#### Short exercise A:
Reproduce the passage of the Iraq election article between "Iraqis eager for" and "provincial council seats.", inclusive.
#### Short exercise B:
Write the next part of the article on Iraq's provincial elections, starting after its final sentence.

Iraqis eager for first polls since 2005
Reuters - 1 hour 6 minutes ago
By Peter Graff
BAGHDAD - In the years since Iraqis last brandished fingers stained with purple ink to show the world they had voted in a free election, their country has plunged deeper into, and slowly climbed out of, brutal sectarian war.
So it is with bated breath that Iraq's leaders, citizens and the U.S. officials who still have 140,000 troops stationed there are waiting for the next elections at the end of this month.
There is no shortage of enthusiasm for democracy almost six years after the U.S.-led invasion to oust Saddam Hussein. More than 400 parties and groups have registered to field 14,431 candidates to contest just 440 provincial council seats.
In the weeks since campaigning began, the concrete blast walls that have become an enduring feature of Iraqi life have been quickly plastered with a bewildering array of posters.
The biggest achievement of the election may just be the fact of holding it. Western diplomats say a second cycle of elections like this one can be a more challenging milestone for a new democracy than the first.
"A single election doesn't make a democracy. A series of elections do," said U.S. ambassador Ryan Crocker.
The election is an important sign that Iraq has emerged from the worst of the violence that engulfed it after the invasion in 2003 and worsened after the last election in 2005.
Just 18 months ago, when monthly death tolls from violence were up to 10 times as high as now, holding a vote might have been impossible.
Many Iraqis talk of change, and hope the election will reform regional governments that spend billions of dollars of state funds but are widely seen as corrupt, unaccountable and beholden to the interests of feuding sectarian groups.
"There is an acute impression across the board that incumbents have done badly," a senior Western diplomat said.
But the high stakes means there may also be violence in a country grown used to settling political scores with guns and bombs. So far, two candidates have been gunned down and the deputy head of a Sunni Arab party was blown up by a suicide bomber who burst into his home during a meeting with candidates.

(Records)
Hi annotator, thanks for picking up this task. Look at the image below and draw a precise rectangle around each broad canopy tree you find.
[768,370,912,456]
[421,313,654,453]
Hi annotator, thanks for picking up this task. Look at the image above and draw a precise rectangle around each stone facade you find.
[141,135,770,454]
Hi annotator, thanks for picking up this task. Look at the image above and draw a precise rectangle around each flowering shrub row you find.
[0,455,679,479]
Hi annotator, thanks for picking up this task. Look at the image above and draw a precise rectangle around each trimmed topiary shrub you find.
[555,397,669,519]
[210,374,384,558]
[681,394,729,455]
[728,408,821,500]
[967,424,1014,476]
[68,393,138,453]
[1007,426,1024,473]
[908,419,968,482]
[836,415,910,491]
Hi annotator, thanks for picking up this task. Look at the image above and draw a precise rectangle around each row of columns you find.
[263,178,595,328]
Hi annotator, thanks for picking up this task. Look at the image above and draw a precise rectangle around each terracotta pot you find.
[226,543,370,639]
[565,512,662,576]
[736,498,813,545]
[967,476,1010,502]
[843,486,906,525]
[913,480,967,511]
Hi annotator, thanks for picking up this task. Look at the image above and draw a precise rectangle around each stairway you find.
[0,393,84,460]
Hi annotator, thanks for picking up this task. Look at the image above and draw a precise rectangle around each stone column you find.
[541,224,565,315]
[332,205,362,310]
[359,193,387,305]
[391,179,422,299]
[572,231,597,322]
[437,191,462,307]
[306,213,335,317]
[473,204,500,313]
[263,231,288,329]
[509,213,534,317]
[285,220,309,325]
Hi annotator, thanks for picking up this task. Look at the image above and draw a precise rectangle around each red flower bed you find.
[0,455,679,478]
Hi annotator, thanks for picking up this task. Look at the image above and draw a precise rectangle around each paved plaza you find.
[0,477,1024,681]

#### Exercise output A:
Iraqis eager for first polls since 2005
Reuters - 1 hour 6 minutes ago
By Peter Graff
BAGHDAD - In the years since Iraqis last brandished fingers stained with purple ink to show the world they had voted in a free election, their country has plunged deeper into, and slowly climbed out of, brutal sectarian war.
So it is with bated breath that Iraq's leaders, citizens and the U.S. officials who still have 140,000 troops stationed there are waiting for the next elections at the end of this month.
There is no shortage of enthusiasm for democracy almost six years after the U.S.-led invasion to oust Saddam Hussein. More than 400 parties and groups have registered to field 14,431 candidates to contest just 440 provincial council seats.

#### Exercise output B:
ALTER THE LANDSCAPE
The provincial poll will set the political climate for a national election due later this year, in which Prime Minister Nuri al-Maliki will fight to keep his mandate, shaping Iraq's future after U.S. forces are due to leave by the end of 2011.
In the south, dominated by the country's Shi'ite majority, the parties that make up Maliki's ruling coalition will be running against each other after last facing voters as a bloc.
Most southern provincial governments are controlled by the Supreme Islamic Iraqi Council , a religious party founded in exile in Iran during the rule of Saddam and now the strongest group in the ruling coalition. Its grip on the south is likely to hold.
But Maliki will be hoping to win an independent base of support for his own smaller Dawa Party, campaigning on promises of more services from a stronger central government.
Followers of Moqtada al-Sadr -- an anti-American Shi'ite cleric whose Mehdi Army militia controlled the streets of many southern towns until Maliki cracked down on them last year -- are keeping a low profile. They are not standing as a group, but have backed independent lists of candidates.
In Sunni Arab areas in western and central Iraq, tribal groups known as "Awakening Councils" will participate in the election for the first time. The councils helped U.S. troops drive out Sunni militants, including al Qaeda, and are now hoping to win control from traditional Sunni religious parties.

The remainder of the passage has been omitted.